TASK GOAL:
Print all of the data exactly, but drop the pictures.

Source data
- - - -

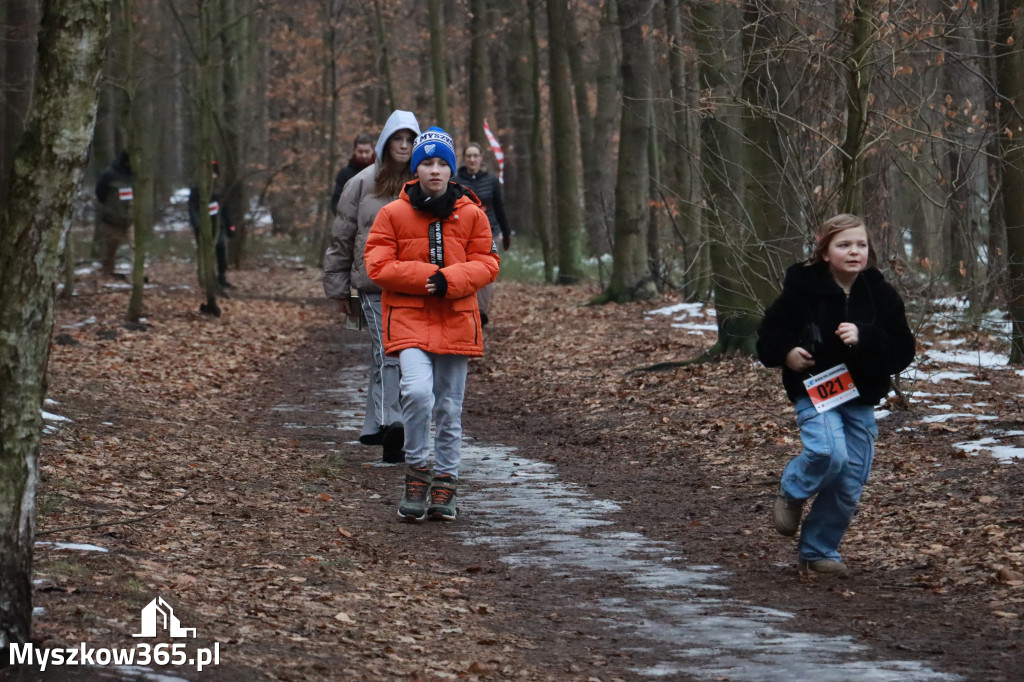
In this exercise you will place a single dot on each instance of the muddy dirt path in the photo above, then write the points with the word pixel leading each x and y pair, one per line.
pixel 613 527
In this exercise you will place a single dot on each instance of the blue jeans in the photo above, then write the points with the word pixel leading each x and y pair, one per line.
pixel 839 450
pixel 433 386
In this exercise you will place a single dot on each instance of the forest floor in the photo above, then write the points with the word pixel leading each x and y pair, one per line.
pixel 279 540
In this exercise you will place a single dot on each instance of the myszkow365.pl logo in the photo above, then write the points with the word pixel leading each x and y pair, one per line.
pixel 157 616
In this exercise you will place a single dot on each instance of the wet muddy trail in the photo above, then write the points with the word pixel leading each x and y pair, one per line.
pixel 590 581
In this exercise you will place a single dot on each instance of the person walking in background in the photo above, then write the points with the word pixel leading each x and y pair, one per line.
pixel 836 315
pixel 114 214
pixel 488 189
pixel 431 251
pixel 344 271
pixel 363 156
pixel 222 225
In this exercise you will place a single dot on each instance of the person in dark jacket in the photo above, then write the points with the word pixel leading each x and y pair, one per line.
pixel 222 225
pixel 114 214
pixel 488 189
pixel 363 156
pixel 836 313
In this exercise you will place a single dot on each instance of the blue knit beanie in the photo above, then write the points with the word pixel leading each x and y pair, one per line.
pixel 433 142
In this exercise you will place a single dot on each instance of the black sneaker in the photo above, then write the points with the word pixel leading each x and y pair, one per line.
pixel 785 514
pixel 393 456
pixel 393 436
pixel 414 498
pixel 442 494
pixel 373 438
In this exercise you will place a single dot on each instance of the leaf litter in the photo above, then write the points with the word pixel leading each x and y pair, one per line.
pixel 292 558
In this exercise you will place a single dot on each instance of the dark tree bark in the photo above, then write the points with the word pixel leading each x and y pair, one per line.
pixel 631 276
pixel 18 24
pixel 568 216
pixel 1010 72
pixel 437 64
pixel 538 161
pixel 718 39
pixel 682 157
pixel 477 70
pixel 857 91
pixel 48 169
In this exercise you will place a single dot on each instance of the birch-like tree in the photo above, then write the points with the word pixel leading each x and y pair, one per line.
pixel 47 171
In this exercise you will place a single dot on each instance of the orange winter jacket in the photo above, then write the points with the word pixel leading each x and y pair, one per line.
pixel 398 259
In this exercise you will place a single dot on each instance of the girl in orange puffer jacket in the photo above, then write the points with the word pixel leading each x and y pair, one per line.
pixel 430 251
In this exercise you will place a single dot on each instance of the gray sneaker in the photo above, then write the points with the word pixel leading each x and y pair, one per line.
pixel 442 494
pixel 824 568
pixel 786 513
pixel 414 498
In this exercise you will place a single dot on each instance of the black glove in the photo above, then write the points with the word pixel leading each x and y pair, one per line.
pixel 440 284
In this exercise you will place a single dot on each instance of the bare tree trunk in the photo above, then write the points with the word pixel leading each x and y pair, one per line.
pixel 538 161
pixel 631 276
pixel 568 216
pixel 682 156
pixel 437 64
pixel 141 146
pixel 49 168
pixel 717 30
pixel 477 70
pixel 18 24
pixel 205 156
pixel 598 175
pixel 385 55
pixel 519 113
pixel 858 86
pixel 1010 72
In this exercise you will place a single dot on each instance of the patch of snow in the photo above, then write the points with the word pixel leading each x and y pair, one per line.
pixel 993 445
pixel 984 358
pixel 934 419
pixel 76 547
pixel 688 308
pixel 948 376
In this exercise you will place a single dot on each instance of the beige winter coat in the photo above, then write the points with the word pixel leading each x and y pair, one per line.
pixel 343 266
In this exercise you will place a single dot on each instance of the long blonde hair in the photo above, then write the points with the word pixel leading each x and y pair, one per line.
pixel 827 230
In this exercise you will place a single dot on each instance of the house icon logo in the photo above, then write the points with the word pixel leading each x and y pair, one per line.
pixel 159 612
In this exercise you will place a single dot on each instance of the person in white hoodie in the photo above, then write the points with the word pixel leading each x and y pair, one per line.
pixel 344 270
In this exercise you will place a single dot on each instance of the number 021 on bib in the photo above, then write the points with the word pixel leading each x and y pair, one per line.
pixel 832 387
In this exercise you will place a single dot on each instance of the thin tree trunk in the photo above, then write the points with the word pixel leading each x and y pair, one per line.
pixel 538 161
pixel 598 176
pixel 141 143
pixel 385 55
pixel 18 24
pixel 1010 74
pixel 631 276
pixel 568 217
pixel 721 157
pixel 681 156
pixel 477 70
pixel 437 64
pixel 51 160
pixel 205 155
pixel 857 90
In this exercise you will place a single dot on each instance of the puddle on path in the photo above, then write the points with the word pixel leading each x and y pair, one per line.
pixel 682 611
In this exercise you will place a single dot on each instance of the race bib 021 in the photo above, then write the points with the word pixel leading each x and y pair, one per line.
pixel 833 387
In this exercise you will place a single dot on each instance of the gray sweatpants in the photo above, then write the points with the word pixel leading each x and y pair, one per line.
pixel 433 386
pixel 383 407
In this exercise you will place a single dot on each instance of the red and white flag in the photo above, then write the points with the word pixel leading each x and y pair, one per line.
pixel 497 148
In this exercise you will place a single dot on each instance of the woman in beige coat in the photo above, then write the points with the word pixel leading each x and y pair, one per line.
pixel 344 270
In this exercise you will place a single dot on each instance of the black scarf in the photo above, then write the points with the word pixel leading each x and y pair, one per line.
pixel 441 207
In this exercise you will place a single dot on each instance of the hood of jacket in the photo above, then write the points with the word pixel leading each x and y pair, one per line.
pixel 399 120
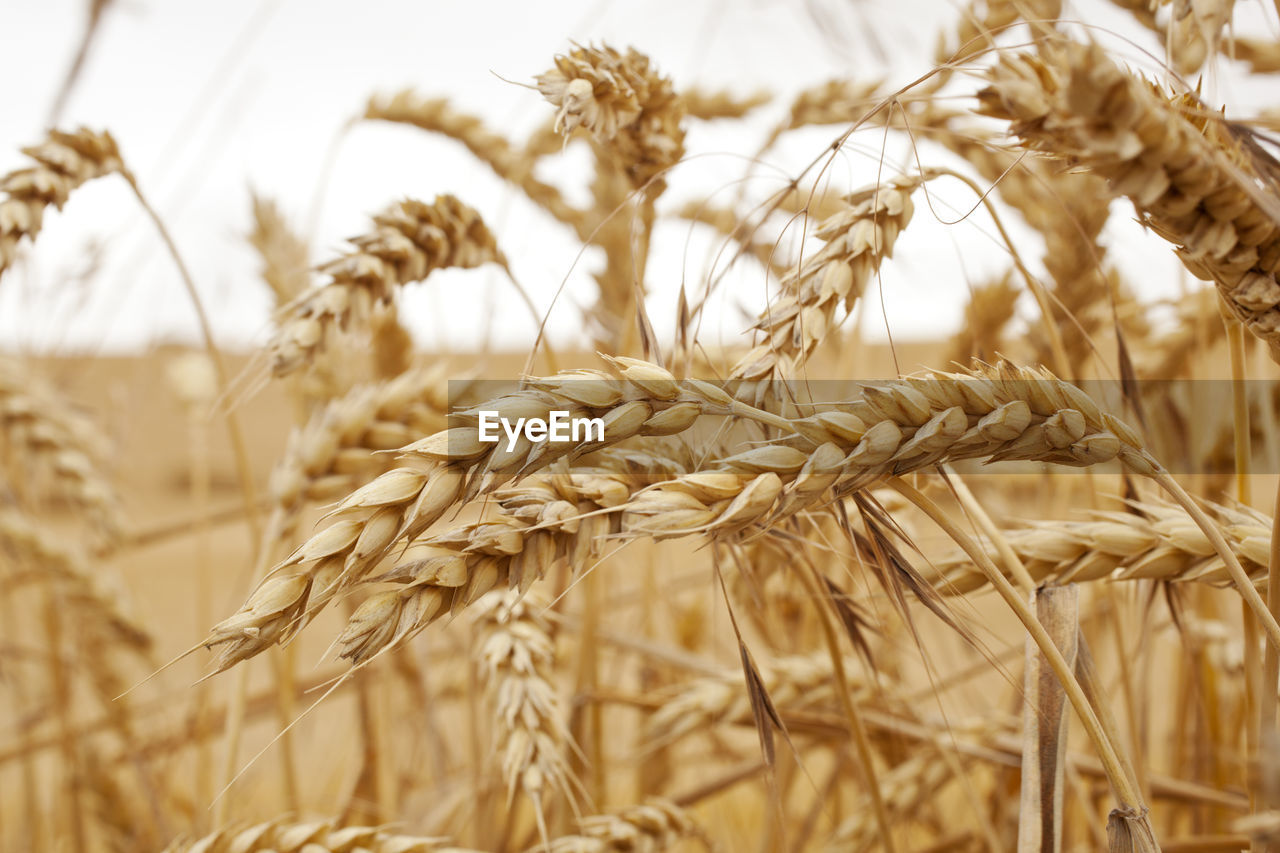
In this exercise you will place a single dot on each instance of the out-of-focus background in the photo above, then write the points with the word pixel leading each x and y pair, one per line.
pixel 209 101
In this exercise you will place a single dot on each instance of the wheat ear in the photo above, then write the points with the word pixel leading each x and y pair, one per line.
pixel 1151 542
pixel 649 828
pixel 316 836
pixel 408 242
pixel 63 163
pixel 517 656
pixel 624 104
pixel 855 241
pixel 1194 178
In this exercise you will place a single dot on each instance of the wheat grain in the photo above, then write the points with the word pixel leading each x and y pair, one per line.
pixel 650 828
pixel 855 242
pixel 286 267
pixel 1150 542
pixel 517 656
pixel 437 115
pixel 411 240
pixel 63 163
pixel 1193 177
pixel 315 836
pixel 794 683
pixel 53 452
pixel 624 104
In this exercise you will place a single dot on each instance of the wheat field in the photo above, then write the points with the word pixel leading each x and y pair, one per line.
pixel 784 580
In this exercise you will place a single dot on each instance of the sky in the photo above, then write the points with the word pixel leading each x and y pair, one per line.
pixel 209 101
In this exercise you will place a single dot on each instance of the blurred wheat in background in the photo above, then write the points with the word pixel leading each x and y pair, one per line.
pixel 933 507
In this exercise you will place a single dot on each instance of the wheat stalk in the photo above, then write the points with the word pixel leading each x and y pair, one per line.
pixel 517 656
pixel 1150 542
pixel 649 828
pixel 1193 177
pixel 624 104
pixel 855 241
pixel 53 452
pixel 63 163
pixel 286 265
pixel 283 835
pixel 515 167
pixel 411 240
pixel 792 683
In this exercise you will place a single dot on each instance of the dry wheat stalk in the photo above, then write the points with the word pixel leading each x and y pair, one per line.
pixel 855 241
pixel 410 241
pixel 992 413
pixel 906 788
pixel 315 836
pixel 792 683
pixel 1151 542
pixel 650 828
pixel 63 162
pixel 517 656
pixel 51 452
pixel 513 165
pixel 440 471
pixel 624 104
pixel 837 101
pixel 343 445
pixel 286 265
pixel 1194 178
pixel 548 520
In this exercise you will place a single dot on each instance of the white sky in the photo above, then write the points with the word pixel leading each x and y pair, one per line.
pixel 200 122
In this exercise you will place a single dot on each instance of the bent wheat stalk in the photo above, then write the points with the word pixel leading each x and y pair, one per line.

- - - -

RESULT OF THE EXERCISE:
In this exercise you will place a single dot on each instance of the muddy dirt path in the photo above, then write the points with the word pixel leading each x and y pair, one per line.
pixel 613 527
In this exercise you will place a single dot on each instance of the blue jeans in the photo above, then write the points with the word pixel leading each x and y pair, one per line.
pixel 839 450
pixel 433 386
In this exercise you will place a single dot on each instance of the forest floor in the photo above, then write the points with the word pixel leading each x and y pair, one per line.
pixel 279 540
In this exercise you will place a single dot on each instance of the myszkow365.pl logo in the photo above, then write the points with the word pixel leading each x and y pair, one per line.
pixel 157 616
In this exercise you will place a single dot on each instance of the wet muddy trail in the photo above, then write the points with the word pixel leading each x and y pair, one per line.
pixel 590 581
In this exercise you will place a single dot on each instance of the person walking in background in the photo above, then write the points with the word pixel leading each x and y pair, one per line.
pixel 836 315
pixel 114 214
pixel 488 189
pixel 431 251
pixel 344 271
pixel 363 156
pixel 222 225
In this exercise you will place a single dot on each instance of the person in dark jacket in the photo above, then write the points with the word pixel leading each x and y pair, one per line.
pixel 222 225
pixel 114 214
pixel 488 189
pixel 363 156
pixel 836 313
In this exercise you will place a single dot on each instance of the blue knit beanie in the photo above, then write the points with the word pixel leading each x and y pair, one per line.
pixel 433 142
In this exercise you will place a single dot on each instance of the black sneaker in the photo above, then write the points with the word pixel leading each x and y pair, one per line.
pixel 785 514
pixel 393 456
pixel 393 436
pixel 414 498
pixel 442 494
pixel 373 438
In this exercise you will place a single dot on each instance of the leaf litter in the photo above, then write the points with the word pixel leading each x and y pair, one per line.
pixel 292 558
In this exercise you will place a single dot on each instance of the dark tree bark in the photo above, then write the points with the word pixel leading each x and y pair, one per line.
pixel 631 276
pixel 18 24
pixel 568 216
pixel 1010 72
pixel 437 64
pixel 538 161
pixel 718 39
pixel 682 157
pixel 477 70
pixel 857 91
pixel 48 169
In this exercise you will place a single dot on each instance of the birch-like tree in the photo above, then write the points with the word pixel leading each x and y pair, one per line.
pixel 47 171
In this exercise you will place a single dot on each instance of the orange winter jacket in the photo above, then write the points with the word pixel leading each x and y pair, one per line.
pixel 398 259
In this exercise you will place a single dot on each instance of the girl in orange puffer jacket in the photo above, then write the points with the word pixel leading each x and y pair, one per line.
pixel 430 251
In this exercise you will place a single dot on each instance of the gray sneaker in the photo above, then write the points with the word pixel leading each x and y pair, one per line.
pixel 442 494
pixel 824 568
pixel 786 513
pixel 414 498
In this exercise you will place a single dot on each instance of the black glove in the photo above, then write the points with the word pixel leading each x and y pair, one per line.
pixel 440 284
In this exercise you will place a single dot on each instance of the bare tree trunk in the photo above, then write the points with the word pixel leading each x and y pair, one per line.
pixel 538 161
pixel 631 276
pixel 568 216
pixel 682 156
pixel 437 64
pixel 141 146
pixel 49 168
pixel 717 30
pixel 477 70
pixel 18 24
pixel 205 156
pixel 598 175
pixel 385 55
pixel 519 113
pixel 858 86
pixel 1010 72
In this exercise you will place a single dot on each instance of the patch of snow in the photo above, then write the points with the word pixel leading each x and y pair, one per line.
pixel 993 445
pixel 984 358
pixel 934 419
pixel 76 547
pixel 688 308
pixel 948 376
In this exercise you will place a single dot on each instance of the beige winter coat in the photo above, then write the points with the word pixel leading each x and y pair, one per line.
pixel 343 266
In this exercise you will place a single dot on each instance of the long blonde hair in the photo above, then write the points with the word pixel leading each x and y pair, one per line.
pixel 827 230
In this exercise you will place a single dot on each instance of the house icon logo in the photo above, then write the points with the word pixel leading each x and y pair, one per line.
pixel 159 612
In this exercise you will place a single dot on each instance of the person in white hoodie in the photo above, then write the points with the word pixel leading each x and y pair, one per line.
pixel 344 270
In this exercise you will place a single dot on each instance of the number 021 on bib in the photo above, then write the points with the word pixel leading each x and y pair, one per line.
pixel 832 387
In this exercise you will place a single dot on each instance of the thin tree trunk in the photo above, then write the points with the word pixel leading each x and y pair, one per line.
pixel 538 161
pixel 598 176
pixel 141 143
pixel 385 55
pixel 18 24
pixel 1010 74
pixel 631 276
pixel 568 217
pixel 721 157
pixel 681 156
pixel 477 70
pixel 437 64
pixel 51 160
pixel 205 155
pixel 857 90
In this exercise you will place a single dot on each instance of the puddle on path in the photo above, then write the points with the word pixel leading each x and y pair, one per line.
pixel 682 611
In this exercise you will place a single dot on each instance of the race bib 021 in the photo above, then write the points with the word pixel leading each x and y pair, one per line.
pixel 833 387
In this exercise you will place a single dot on each instance of the gray sweatpants in the photo above, then write the points with the word pixel leading each x and y pair, one per line.
pixel 433 386
pixel 383 407
In this exercise you will place a single dot on each instance of the red and white flag in the photo above, then write the points with the word pixel leading each x and y pair, one per line.
pixel 497 148
In this exercise you will place a single dot on each instance of the woman in beige coat in the photo above, then write the points with the word pixel leading each x and y pair, one per line.
pixel 344 270
In this exercise you will place a single dot on each instance of the black scarf in the photo above, then write the points with the word pixel leading each x and y pair, one per line.
pixel 441 207
In this exercise you will place a single dot on each instance of the hood of jacket in the photo above, then write the points with the word pixel leading each x and y pair, one per line.
pixel 399 120
In this exercise you will place a single dot on each instance of the out-of-focus background in the photo above, then write the points with the word pixel leading each x and y pair, one per line.
pixel 209 101
In this exercise you will place a single dot on each instance of the wheat ear in the photo above, then write the points with the word pixel leading each x and y pair, one per line.
pixel 1151 542
pixel 649 828
pixel 316 836
pixel 408 242
pixel 63 163
pixel 517 656
pixel 624 104
pixel 855 241
pixel 1194 178
In this exercise you will place a single dot on each instance of the wheat grain in the photo above, then write the points with the word pixel leading each x and y pair, one per line.
pixel 650 828
pixel 855 242
pixel 286 267
pixel 1150 542
pixel 517 656
pixel 437 115
pixel 411 240
pixel 63 163
pixel 1193 177
pixel 315 836
pixel 794 683
pixel 53 452
pixel 624 104
In this exercise you will place a single dot on each instance of the wheat field in the photo above, then write the points with the word pixel leading each x and y pair, one per line.
pixel 784 580
In this exercise you will place a single dot on each instance of the sky in the photo above, then write the points with the word pixel leading each x and y pair, one per line.
pixel 209 101
In this exercise you will place a single dot on each instance of the blurred wheat in background in the photo above, then write the points with the word pixel leading each x and y pair, one per line.
pixel 933 507
In this exercise you will place a single dot on each instance of the wheat stalk in the photo above, then write the points with the word pixel leading each x and y pair, one per line.
pixel 517 656
pixel 1150 542
pixel 649 828
pixel 1193 177
pixel 624 104
pixel 855 241
pixel 53 452
pixel 63 163
pixel 286 265
pixel 283 835
pixel 515 167
pixel 411 240
pixel 792 683
In this exercise you will place a single dot on each instance of the dry wheat stalk in the photo above, then write the points with the word pixel leading each x and y pair, one per line.
pixel 855 241
pixel 410 241
pixel 992 413
pixel 906 788
pixel 315 836
pixel 792 683
pixel 1151 542
pixel 650 828
pixel 63 162
pixel 517 656
pixel 51 452
pixel 513 165
pixel 440 471
pixel 624 104
pixel 837 101
pixel 343 445
pixel 286 265
pixel 1194 178
pixel 548 520
In this exercise you will place a single dot on each instance of the white sky in the photo above, then write the points with the word pixel leading each x and y pair, one per line.
pixel 200 122
In this exercise you will place a single dot on each instance of the bent wheat stalk in the photo above, then write the points with the word pixel leading each x and y pair, one per line.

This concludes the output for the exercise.